▶ [SUPPLIED TEXT]

****

In 1884, the Coppes Bros. sawmill was going full blast. Thousands of logs were brought to the mill location every year, either by train car or if more local by horse and wagon. Loading the logs onto the Coppes log wagons is the subject of this US Patent by John D. Coppes. This US Patent dated June 3, 1884 and given Patent Number 299,746, is short and concise, describing how the “SKID HOLDER” is intended to work. Basically the “SKID HOLDER” is part of a ramp that is connected to the wagon bolster and leaning against the top of the wheel that will facilitate the rolling of logs on to the wagon. This metal “SKID HOLDER” holds the wooden ramp/skid in position so the heavy logs will not fall if the ramp slips and falls to the ground possibly injuring a worker.

patent drawing

How many wagons the Coppes Bros had and used for hauling logs to the mill in the 1880’s is anyone’s guess. We have ledgers from this time period, but so far, we have not deciphered the exact jobs the many employees had. We do know and can say with confidence that the Coppes Bros Co. had horse and wagon teams at the sawmill (just don’t know how many) and also during busy periods advertised in the Nappanee News to hire outside drivers to use their teams and wagons to haul logs to the mill.

How did they actually load logs on a wagon?

We need to imagine what it would take to load a wagon with logs. First, the process needs to be portable, the forest or woods where the logs were cut was never at the same place. These “SKID HOLDER” ramps could be transported from location to location. If there were a relatively small number of logs to be loaded at one location, the “SKID HOLDER” system would work well. If another location had a huge number of logs it may be to their advantage to construct a temporary loading platform at that location. Remember this was the 1880s, and logs were moved by muscle force from either man or horse. Rolling a heavy log up the “SKID HOLDER “ramp onto a wagon bed would take a team of men working closely together. Each man had a hook tool that grabbed on to the log and allowed the men to roll the log with greater leverage.  I can’t imagine how they loaded logs two or three high on one wagon. I’m thinking of the Coppes, Zook & Mutschler log parades that were part on the Onion Festivals in the years 1908-1912.

****

▶ [THE TASK] According to the patent text, what patent number was John D. Coppes given on June 3, 1884? The entries that follow were taken from a separate source.

Stored data
****

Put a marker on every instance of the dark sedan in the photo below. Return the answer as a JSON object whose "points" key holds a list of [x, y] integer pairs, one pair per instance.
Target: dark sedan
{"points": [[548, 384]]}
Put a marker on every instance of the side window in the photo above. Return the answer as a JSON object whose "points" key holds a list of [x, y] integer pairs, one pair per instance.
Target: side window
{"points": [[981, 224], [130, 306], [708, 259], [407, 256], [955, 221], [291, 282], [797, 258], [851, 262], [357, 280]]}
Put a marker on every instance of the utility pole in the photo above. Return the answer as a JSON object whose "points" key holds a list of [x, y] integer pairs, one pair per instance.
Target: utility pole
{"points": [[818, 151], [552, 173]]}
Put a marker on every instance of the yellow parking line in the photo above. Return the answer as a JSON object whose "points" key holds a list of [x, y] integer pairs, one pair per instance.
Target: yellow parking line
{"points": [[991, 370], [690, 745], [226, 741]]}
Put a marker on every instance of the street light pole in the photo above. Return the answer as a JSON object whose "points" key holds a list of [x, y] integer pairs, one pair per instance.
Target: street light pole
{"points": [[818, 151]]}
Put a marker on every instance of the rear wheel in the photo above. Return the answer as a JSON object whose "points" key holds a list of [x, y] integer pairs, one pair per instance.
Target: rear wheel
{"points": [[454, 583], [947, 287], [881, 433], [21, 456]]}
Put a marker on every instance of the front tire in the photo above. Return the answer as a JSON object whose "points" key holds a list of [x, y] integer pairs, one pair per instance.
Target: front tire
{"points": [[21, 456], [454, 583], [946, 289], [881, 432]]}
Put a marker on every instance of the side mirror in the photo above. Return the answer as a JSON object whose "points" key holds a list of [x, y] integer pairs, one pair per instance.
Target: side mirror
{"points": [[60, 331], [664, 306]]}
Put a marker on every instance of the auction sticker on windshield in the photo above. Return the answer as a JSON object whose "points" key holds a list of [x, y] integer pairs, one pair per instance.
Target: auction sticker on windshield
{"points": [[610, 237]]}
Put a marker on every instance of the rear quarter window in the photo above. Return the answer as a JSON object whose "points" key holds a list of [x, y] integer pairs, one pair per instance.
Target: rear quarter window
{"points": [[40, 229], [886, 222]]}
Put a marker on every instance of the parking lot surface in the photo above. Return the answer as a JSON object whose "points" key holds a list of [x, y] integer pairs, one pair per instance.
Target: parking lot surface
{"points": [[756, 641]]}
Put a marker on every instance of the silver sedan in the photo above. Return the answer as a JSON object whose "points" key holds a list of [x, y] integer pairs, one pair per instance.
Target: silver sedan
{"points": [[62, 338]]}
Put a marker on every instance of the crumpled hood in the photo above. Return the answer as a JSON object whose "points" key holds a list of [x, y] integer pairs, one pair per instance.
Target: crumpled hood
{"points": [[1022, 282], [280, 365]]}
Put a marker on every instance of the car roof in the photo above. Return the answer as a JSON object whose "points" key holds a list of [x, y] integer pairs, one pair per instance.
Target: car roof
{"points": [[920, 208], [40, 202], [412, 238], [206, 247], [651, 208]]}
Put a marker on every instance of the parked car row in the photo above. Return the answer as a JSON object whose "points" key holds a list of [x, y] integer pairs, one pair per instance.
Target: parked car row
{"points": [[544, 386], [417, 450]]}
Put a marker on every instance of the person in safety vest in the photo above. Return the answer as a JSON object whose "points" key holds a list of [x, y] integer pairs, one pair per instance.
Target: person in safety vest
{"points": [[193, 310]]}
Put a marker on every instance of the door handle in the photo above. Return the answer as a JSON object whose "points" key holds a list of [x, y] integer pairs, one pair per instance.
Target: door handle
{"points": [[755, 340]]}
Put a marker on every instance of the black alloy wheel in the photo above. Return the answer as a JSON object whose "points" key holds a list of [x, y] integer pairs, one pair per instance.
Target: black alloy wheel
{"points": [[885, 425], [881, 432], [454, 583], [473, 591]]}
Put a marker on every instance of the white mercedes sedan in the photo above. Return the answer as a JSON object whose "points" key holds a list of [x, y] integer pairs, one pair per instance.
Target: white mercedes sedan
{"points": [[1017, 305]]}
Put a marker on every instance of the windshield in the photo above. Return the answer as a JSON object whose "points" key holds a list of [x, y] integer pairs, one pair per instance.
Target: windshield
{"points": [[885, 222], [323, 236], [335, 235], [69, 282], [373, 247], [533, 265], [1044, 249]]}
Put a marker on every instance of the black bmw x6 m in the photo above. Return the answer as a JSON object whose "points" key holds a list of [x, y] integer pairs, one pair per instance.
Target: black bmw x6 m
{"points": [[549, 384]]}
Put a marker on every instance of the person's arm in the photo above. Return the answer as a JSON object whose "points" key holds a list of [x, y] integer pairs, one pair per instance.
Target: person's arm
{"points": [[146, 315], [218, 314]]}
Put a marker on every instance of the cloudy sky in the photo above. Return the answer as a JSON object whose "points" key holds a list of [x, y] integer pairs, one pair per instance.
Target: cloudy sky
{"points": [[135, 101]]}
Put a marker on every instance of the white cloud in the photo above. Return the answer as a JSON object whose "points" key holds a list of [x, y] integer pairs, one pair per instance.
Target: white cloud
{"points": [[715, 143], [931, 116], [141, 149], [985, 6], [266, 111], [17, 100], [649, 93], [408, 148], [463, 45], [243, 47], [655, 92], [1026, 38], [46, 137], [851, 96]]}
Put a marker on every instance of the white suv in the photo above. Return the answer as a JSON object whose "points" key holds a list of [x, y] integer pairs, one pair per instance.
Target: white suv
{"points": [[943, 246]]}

****

▶ [EXERCISE ANSWER] Patent Number 299,746.